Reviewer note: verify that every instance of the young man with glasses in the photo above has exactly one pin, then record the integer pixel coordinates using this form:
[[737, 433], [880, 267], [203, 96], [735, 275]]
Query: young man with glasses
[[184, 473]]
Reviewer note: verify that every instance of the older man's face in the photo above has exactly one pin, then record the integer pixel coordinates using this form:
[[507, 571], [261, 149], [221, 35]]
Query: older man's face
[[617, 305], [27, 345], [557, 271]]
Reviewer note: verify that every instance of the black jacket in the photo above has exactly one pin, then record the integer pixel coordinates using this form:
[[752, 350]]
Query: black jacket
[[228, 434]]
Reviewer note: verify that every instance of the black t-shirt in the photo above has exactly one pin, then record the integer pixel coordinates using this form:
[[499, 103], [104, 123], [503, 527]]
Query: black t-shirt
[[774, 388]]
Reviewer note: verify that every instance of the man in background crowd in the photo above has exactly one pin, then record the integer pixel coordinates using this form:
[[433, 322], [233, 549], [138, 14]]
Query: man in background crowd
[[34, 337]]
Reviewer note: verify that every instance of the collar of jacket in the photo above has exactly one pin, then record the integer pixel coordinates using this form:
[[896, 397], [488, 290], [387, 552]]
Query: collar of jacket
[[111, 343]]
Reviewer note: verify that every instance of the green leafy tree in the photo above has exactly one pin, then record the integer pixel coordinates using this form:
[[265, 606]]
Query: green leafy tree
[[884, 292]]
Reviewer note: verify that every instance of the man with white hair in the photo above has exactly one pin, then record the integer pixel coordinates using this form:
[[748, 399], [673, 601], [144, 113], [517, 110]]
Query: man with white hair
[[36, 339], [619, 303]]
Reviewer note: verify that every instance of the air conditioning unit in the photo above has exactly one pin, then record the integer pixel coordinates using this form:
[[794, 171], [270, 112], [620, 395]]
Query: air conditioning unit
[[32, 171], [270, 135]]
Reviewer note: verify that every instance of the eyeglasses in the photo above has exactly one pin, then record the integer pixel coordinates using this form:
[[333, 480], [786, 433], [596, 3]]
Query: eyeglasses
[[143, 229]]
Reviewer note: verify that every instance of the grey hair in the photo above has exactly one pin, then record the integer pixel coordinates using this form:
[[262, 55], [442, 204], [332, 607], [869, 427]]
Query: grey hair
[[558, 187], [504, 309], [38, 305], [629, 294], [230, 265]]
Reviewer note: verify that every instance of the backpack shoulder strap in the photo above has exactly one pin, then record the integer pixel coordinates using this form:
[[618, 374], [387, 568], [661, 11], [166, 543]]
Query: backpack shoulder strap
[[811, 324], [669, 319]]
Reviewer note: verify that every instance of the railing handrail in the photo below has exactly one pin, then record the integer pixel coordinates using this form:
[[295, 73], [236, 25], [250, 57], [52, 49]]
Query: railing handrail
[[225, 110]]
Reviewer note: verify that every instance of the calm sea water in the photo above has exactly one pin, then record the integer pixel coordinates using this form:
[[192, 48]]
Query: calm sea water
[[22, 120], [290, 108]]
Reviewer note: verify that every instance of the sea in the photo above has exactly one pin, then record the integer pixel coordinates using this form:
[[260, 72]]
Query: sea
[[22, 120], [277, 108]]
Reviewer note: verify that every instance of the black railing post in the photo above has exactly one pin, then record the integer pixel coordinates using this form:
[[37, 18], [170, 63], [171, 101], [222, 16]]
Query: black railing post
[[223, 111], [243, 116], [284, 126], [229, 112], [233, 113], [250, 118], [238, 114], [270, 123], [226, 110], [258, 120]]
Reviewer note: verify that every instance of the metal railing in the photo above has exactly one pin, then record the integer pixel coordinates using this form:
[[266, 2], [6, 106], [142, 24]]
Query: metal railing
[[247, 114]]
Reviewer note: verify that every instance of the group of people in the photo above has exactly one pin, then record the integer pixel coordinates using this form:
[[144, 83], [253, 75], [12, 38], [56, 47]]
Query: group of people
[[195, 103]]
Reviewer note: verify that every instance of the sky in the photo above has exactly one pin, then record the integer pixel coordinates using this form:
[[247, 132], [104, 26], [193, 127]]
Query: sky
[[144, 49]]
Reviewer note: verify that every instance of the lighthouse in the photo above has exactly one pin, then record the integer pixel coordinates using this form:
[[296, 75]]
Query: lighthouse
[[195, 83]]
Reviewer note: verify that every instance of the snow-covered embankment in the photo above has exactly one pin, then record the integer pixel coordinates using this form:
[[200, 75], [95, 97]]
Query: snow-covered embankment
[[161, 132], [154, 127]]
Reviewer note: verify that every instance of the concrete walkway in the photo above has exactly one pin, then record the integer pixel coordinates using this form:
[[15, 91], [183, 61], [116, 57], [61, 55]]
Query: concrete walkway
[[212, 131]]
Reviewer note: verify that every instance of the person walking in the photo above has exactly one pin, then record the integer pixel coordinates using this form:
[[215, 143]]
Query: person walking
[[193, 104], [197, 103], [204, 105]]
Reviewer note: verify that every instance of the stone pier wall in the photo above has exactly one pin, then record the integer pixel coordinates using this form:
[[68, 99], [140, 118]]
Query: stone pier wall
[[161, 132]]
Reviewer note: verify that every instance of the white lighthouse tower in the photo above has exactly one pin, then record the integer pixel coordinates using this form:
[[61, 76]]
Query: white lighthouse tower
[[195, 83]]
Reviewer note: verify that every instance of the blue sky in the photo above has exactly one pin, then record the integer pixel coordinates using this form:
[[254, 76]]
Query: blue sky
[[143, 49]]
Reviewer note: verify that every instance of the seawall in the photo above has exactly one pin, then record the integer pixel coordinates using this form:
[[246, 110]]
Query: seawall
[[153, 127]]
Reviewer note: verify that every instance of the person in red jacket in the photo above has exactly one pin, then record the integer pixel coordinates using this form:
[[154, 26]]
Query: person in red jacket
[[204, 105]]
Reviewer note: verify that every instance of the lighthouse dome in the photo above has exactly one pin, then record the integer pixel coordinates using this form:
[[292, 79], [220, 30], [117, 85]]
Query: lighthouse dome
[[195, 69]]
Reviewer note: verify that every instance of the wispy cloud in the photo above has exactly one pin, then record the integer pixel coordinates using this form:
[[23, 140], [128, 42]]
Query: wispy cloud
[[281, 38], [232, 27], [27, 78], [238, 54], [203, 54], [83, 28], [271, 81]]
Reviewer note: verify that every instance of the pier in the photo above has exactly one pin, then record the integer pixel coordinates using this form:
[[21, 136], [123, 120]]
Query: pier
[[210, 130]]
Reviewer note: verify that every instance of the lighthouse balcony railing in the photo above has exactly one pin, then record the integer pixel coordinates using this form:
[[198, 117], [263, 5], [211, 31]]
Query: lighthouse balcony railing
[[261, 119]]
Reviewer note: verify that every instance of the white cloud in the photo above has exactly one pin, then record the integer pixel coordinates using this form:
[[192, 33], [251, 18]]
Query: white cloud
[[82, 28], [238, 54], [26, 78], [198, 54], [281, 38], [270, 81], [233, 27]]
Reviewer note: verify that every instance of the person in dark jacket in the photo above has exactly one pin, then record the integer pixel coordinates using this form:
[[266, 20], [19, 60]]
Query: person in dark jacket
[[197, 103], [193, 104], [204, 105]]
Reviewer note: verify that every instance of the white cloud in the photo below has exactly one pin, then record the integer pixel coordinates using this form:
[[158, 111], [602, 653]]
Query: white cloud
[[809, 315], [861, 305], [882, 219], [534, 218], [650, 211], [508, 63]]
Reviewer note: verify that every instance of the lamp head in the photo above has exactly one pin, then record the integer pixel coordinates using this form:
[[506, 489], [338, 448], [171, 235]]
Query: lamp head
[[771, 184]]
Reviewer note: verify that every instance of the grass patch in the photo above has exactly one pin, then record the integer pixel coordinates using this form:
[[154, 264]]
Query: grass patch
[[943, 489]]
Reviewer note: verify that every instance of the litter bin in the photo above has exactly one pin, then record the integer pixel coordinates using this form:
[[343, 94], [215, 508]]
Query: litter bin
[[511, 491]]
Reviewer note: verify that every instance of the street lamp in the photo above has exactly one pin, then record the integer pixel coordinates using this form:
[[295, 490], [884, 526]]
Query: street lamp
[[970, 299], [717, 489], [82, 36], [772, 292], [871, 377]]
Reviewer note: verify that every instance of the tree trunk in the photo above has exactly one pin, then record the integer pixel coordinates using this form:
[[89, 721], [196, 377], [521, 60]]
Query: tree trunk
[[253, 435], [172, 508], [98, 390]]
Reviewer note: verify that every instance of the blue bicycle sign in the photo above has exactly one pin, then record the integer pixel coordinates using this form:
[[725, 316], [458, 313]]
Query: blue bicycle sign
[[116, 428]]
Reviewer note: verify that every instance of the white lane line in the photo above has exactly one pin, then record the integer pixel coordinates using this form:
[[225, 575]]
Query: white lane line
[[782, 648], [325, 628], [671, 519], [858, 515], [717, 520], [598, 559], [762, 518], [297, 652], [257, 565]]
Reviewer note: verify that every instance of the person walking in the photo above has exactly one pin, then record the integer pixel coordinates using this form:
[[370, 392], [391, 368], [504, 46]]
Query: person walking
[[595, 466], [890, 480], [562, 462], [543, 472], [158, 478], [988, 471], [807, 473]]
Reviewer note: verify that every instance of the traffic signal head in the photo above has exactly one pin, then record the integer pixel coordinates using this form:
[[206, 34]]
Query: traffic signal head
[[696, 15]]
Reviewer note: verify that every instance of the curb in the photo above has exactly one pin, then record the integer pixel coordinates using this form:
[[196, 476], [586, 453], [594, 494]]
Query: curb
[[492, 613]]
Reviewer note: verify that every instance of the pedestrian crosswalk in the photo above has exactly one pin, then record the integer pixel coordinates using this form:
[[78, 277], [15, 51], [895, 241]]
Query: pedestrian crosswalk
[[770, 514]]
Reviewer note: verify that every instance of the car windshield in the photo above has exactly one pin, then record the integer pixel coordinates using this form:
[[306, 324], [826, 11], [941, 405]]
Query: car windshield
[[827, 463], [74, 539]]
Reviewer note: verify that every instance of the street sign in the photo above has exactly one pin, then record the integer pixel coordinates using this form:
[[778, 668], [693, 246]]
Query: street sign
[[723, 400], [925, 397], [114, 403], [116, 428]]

# WRITTEN INSTRUCTION
Reproduce the records above word for word, from their very first line through the line that contains "[[34, 337]]".

# TASK RESPONSE
Reviewer note: verify that every instance of the young man with glasses in the photo above has exactly one pin, then record the integer pixel coordinates using this form:
[[737, 433], [880, 267], [203, 96], [735, 275]]
Query: young man with glasses
[[184, 473]]
Reviewer note: verify that every instance of the older man's face in the photo above has exactly one pin, then record the integer pixel coordinates using this form:
[[507, 571], [261, 149], [221, 35]]
Query: older man's face
[[617, 305], [27, 345], [557, 271]]
Reviewer note: verify that every instance of the black jacket in the photo above has exactly one pin, then record the integer pixel coordinates using this form:
[[752, 350]]
Query: black jacket
[[228, 434]]
Reviewer note: verify that every instance of the black t-shirt in the photo above has exactly one pin, then record the integer pixel coordinates using this form:
[[499, 103], [104, 123], [503, 527]]
Query: black t-shirt
[[774, 388]]
Reviewer note: verify that every instance of the man in background crowd in the photo above has exactly one pin, then record the integer pixel coordinates using this form:
[[433, 322], [233, 549], [138, 14]]
Query: man in background crowd
[[34, 337]]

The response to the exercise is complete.